◆ What you need to do ◆
Reproduce every one of the records below word for word, changing nothing.

◆ Extracted data ◆
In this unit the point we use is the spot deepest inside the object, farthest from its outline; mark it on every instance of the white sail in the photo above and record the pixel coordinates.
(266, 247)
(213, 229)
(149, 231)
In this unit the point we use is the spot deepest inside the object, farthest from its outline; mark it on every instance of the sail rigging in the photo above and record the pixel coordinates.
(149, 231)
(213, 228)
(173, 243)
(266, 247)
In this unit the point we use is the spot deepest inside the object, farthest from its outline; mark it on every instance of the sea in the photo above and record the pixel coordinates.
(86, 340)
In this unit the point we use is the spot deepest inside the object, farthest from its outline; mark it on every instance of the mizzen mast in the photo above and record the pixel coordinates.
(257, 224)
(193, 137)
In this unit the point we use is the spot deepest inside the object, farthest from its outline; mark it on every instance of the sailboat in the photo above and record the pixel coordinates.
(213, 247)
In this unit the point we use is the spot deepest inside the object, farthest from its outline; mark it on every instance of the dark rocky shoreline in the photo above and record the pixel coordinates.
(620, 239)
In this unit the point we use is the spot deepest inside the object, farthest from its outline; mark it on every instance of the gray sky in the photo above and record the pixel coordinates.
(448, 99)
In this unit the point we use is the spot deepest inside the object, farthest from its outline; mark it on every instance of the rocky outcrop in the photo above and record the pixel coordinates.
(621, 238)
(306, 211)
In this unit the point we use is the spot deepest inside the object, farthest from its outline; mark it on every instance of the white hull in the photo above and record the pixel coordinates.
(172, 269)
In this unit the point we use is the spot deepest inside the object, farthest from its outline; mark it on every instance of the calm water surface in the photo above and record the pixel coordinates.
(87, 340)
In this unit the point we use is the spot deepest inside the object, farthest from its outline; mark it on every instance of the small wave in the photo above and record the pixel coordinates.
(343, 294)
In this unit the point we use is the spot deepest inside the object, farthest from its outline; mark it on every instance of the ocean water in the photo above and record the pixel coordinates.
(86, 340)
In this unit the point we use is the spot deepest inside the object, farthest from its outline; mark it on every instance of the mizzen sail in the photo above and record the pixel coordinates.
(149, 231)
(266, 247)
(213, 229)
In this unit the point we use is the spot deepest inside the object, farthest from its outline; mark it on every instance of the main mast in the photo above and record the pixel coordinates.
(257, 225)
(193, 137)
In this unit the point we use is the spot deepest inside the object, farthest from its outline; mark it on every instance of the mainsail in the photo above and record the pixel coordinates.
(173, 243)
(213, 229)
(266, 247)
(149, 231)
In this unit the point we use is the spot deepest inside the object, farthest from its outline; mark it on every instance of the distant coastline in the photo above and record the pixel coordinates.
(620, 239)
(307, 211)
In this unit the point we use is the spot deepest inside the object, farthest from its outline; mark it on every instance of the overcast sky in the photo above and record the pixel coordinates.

◆ Response to this task ◆
In this unit the point we use is the spot deepest inside the object, farthest from its outline; mark it on every instance of the white sail in the photo above and record the pixel coordinates.
(266, 247)
(213, 229)
(149, 231)
In this unit the point we use is the spot deepest inside the object, farthest from its outline; mark it on every instance of the sail rigging in the photo above and record the pixel coordinates.
(149, 231)
(213, 228)
(173, 243)
(266, 247)
In this unit the point we use is the spot deepest inside the object, farthest from its outline; mark it on every instance of the sea in the photo above and record the pixel coordinates.
(86, 340)
In this unit the point we use is the spot deepest inside the object, farthest from its outline; mark it on every instance of the mizzen mast in the photo above and record the pixel coordinates.
(257, 224)
(193, 137)
In this unit the point we use is the spot deepest inside the object, farthest from its outline; mark it on every instance of the sailboat in the photo above and record the pixel coordinates.
(213, 247)
In this unit the point we use is the spot deepest inside the object, farthest from its outline; mark it on every instance of the dark rocky shoreline in the photo above and record the pixel coordinates.
(620, 239)
In this unit the point we use is the spot deepest inside the object, farthest from its outline; mark it on every instance of the gray sky in the photo above and record the pixel coordinates.
(448, 99)
In this unit the point we use is the spot deepest inside the object, farthest from its outline; mark it on every instance of the rocky outcrop in the photo above and record the pixel coordinates.
(621, 238)
(306, 211)
In this unit the point we use is the spot deepest inside the object, farthest from its outline; mark it on every instance of the white hull in the photo above and record the pixel coordinates.
(172, 269)
In this unit the point we use is the spot deepest inside the object, farthest from its outline; mark it on every instance of the calm water surface in the photo above and record the pixel coordinates.
(87, 340)
In this unit the point we use is the spot deepest inside the object, farthest from its outline; mark it on every instance of the small wave in the photo above and record the pixel coordinates.
(343, 294)
In this unit the point we use is the spot deepest inside the object, farthest from its outline; mark it on every instance of the ocean water in the photo above and record the pixel coordinates.
(86, 340)
In this unit the point we use is the spot deepest inside the object, farthest from its outline; mark it on every instance of the mizzen sail in the photo above and record the pixel coordinates.
(149, 231)
(266, 247)
(213, 229)
In this unit the point we use is the spot deepest inside the object, farthest from its outline; mark it on every instance of the main mast in the photo above and record the pixel coordinates.
(257, 225)
(193, 137)
In this unit the point we use is the spot deepest inside the object, farthest from its outline; mark it on every instance of the mainsail in the photo above and record the pixel coordinates.
(173, 243)
(213, 229)
(266, 247)
(149, 231)
In this unit the point we use is the spot deepest inside the object, farthest from its outline; mark it on every instance of the distant coastline in the photo above and record the pixel coordinates.
(620, 239)
(307, 211)
In this unit the point we use is the spot deepest inside the object, farthest from its outline; mark it on every instance of the overcast sky in the photo above and record the pixel coordinates.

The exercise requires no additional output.